Saturday, November 25, 2006

Envy: Prov. 24:19-20. Nov. 26. 2006

Proverbs M11 Envy, text Proverbs 24:19-20
Big Idea: We can overcome envy as we look up to God and ahead to eternity.
He’s happily married to a woman he is attracted to and loves. He works as a high school teacher and coaches the senior girls’ basketball team. He makes a modest salary, but he likes his work. He lives in a reasonably good neighborhood and his children attend public schools that are considered above average.
All in all, he considers his life… pretty good…
(If this scenario bears any resemblance to someone you actually know, that is purely coincidence)
The man receives an invitation to attend the 20th reunion of his college graduating class. Curious as to how his classmates are doing, he attends.
He discovers that some of his university friends, who didn’t outshine him academically as an undergraduate, are in more prestigious and better paying jobs than he is in.
He notices that some of his friends’ who weren’t as popular in college as he was, have spouses who seem more sophisticated and others have spouses that seem more sexy and dress more provocatively than his own partner.
He learns some of their kids are attending elite, private schools.
As he sits on the plane coming home, he has this gnawing sense that he doesn’t quite measure up… He wonders, “Am I a failure?” He asks himself whether he “settled” when it came to picking a marriage partner. He begins to doubt whether he is providing his kids with an adequate education.
Nothing, of course, has actually changed his life… but as he compares himself to his peers who by “society’s standards” are better off envy rears its head and sucks the joy out of his life….
##############################
EXERCISE A
According to the sermon on envy, what work does the man in the opening scenario do?
EXERCISE B
Continue the sermon on envy from where it stops.
##############################
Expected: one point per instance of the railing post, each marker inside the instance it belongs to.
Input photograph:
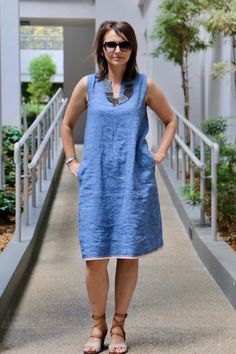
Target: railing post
(192, 170)
(17, 160)
(202, 184)
(26, 183)
(33, 175)
(214, 163)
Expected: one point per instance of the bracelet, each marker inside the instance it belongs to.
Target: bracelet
(70, 159)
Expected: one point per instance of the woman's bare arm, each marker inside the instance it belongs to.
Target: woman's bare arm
(77, 104)
(155, 99)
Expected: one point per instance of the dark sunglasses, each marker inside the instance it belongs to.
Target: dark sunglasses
(111, 46)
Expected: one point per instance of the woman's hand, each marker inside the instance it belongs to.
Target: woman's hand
(159, 156)
(74, 167)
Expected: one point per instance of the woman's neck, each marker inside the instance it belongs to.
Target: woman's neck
(116, 74)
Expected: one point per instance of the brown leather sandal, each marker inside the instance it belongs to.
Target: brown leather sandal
(120, 324)
(94, 347)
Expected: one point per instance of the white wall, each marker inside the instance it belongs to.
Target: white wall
(77, 63)
(10, 62)
(27, 55)
(55, 11)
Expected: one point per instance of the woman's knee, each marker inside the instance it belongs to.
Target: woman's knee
(127, 263)
(97, 266)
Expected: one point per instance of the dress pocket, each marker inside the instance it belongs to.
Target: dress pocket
(80, 170)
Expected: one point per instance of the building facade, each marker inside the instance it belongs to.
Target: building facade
(80, 20)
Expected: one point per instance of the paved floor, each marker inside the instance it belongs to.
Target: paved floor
(177, 307)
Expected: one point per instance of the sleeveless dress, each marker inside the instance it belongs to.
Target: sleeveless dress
(119, 211)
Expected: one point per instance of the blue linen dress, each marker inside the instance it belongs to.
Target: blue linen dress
(119, 211)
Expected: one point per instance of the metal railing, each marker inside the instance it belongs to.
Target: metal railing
(34, 153)
(187, 157)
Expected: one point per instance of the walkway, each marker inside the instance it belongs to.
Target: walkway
(177, 308)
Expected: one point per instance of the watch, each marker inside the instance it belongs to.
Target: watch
(70, 159)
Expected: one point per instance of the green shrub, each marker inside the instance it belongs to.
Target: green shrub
(41, 70)
(32, 111)
(216, 129)
(10, 136)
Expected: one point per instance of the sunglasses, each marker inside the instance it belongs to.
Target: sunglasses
(111, 46)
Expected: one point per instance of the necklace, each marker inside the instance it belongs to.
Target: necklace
(124, 96)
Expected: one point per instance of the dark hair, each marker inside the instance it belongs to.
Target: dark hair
(123, 29)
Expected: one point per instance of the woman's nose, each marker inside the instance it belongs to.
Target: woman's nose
(117, 48)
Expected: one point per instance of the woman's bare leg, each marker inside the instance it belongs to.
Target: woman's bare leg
(125, 284)
(97, 283)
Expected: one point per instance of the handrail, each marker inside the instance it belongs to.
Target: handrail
(40, 117)
(180, 163)
(39, 144)
(45, 141)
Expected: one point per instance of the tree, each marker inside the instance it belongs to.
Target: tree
(221, 17)
(177, 29)
(41, 71)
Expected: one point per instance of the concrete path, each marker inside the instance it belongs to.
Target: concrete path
(177, 308)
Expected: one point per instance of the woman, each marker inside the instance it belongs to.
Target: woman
(119, 213)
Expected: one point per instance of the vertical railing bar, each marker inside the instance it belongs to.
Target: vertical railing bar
(40, 161)
(17, 160)
(33, 174)
(52, 138)
(26, 183)
(202, 184)
(214, 162)
(192, 168)
(183, 167)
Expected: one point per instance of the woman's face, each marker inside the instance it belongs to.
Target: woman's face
(115, 55)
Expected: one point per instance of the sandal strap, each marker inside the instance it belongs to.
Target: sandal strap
(119, 324)
(100, 324)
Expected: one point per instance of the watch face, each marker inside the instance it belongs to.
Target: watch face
(70, 159)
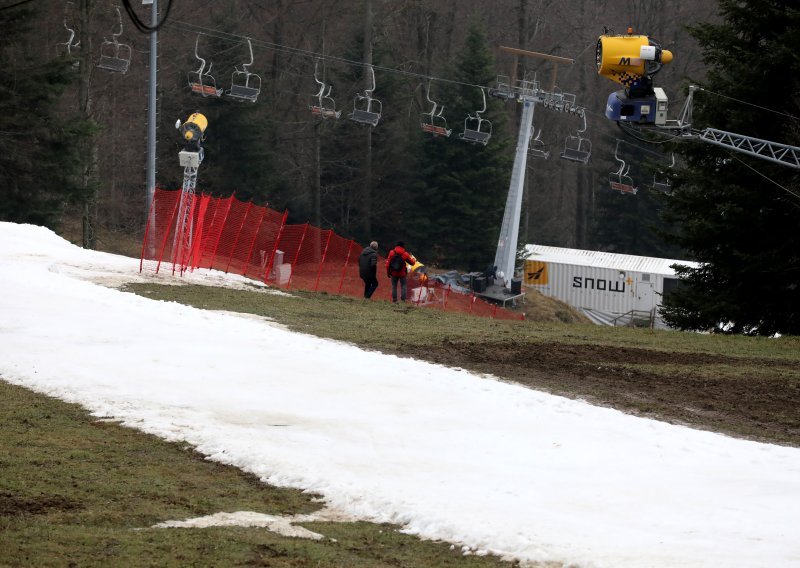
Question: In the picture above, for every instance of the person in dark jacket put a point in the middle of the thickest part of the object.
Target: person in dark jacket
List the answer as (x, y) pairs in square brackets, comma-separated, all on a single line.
[(398, 273), (368, 268)]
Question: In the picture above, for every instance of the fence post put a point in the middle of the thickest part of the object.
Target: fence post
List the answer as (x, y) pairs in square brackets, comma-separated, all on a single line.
[(238, 233), (198, 233), (219, 238), (253, 242), (150, 216), (296, 256), (271, 259), (346, 262), (322, 262), (166, 234)]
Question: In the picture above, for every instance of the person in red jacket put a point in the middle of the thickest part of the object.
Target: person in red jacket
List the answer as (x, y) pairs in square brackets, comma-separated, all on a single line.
[(396, 269)]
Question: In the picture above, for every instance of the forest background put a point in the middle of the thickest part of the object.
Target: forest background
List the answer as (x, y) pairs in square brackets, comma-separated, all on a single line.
[(73, 136), (443, 197)]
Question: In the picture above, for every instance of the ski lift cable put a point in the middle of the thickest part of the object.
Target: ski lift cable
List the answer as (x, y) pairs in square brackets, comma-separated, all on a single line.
[(185, 26), (140, 24), (766, 177), (287, 49), (749, 104)]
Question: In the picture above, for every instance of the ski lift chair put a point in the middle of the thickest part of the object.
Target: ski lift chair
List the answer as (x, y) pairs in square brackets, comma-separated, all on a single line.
[(115, 56), (663, 185), (477, 130), (537, 148), (325, 106), (201, 81), (577, 148), (367, 110), (65, 49), (620, 180), (245, 86), (433, 122)]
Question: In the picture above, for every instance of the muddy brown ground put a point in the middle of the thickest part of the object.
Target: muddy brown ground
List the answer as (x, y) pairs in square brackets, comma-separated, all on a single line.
[(700, 390)]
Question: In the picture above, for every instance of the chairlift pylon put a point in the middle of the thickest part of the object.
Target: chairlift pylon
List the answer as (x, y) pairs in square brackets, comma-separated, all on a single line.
[(245, 86), (477, 130), (663, 185), (620, 180), (577, 148), (201, 81), (537, 148), (433, 122), (367, 110), (325, 106), (115, 56)]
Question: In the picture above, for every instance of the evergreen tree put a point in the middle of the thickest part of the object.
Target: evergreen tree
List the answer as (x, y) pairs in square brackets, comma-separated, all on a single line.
[(738, 215), (461, 190), (38, 159)]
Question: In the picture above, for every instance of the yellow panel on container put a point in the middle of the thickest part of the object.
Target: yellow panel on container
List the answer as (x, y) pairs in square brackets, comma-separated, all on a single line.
[(536, 273)]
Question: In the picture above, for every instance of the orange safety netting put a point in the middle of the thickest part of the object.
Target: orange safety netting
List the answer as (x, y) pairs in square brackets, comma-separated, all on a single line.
[(188, 232)]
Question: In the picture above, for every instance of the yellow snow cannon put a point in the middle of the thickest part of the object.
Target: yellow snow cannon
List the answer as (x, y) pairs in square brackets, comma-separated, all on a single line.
[(193, 129), (626, 59)]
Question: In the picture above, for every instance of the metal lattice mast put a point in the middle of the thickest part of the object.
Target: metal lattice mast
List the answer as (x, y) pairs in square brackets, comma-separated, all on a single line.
[(192, 131)]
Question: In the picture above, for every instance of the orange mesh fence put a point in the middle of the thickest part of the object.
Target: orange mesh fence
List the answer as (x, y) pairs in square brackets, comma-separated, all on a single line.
[(333, 266), (286, 250), (225, 234), (309, 258), (216, 216), (263, 247)]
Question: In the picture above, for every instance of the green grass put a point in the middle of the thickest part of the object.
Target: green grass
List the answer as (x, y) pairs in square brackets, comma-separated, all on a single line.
[(75, 491)]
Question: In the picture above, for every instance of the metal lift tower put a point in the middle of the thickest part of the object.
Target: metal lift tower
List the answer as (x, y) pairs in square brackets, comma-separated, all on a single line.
[(528, 93)]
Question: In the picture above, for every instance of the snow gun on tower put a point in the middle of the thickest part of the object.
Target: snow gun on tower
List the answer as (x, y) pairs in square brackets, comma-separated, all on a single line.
[(632, 60)]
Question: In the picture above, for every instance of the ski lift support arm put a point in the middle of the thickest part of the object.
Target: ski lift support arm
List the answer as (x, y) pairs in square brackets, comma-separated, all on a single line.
[(775, 152)]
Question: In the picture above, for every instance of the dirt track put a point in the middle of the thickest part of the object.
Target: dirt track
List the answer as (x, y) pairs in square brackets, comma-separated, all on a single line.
[(765, 408)]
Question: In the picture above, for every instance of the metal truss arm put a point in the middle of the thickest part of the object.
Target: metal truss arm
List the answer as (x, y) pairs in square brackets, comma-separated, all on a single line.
[(764, 149)]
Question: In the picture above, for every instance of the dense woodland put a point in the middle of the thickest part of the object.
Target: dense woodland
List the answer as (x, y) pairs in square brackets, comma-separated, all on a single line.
[(73, 135)]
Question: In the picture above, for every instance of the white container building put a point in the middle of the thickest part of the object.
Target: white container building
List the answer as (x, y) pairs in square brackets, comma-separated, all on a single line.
[(611, 289)]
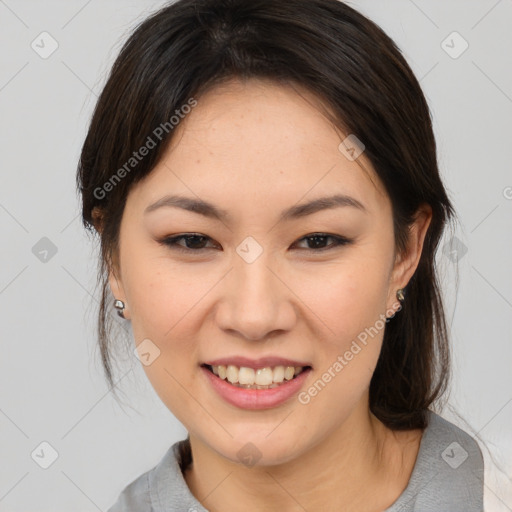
##############################
TASK RESPONSE A
He works as a high school teacher and coaches the senior girls' basketball team.

TASK RESPONSE B
This morning as we continue our series in the book of Proverbs, a book of wisdom, we’re going to look at the nature of envy, how it hurts us, and how we overcome it.
Envy is considered the most pervasive, but least admitted to of the 7 deadly sins…
Envy seems to be experienced at some level by almost everyone, but we don’t want to admit we’re envious because it makes us seems so petty.
Envy begins from the time we are very young…
We envy kids who have nicer toys—she has Play Station 3 and I don’t, we envy kids that are prettier or get invited to a party we didn’t, we envy kids who get better grades, kids who get more first place ribbons on sports day…
You might think we might outgrow our envy… but envy shadows us throughout life…
As adults we can envy people’s education, careers, status, net worth, stuff, appearance, partners, families, children...
Envy, as we’ve noted, is the most pervasive of the Seven Deadly sins, but least admitted to…
It may be that at some level we struggle with envy but are in denial…
Envy can be expressed in different ways.
If it bothers us that someone else in our field succeeds ahead of us… that may be a sign of envy…
Sir John Gielgud the gifted British actor who specialized in Shakespearean roles, said in very candid autobiographical piece, “When Laurance Olivier played Hamlet, and critics raved, I wept.”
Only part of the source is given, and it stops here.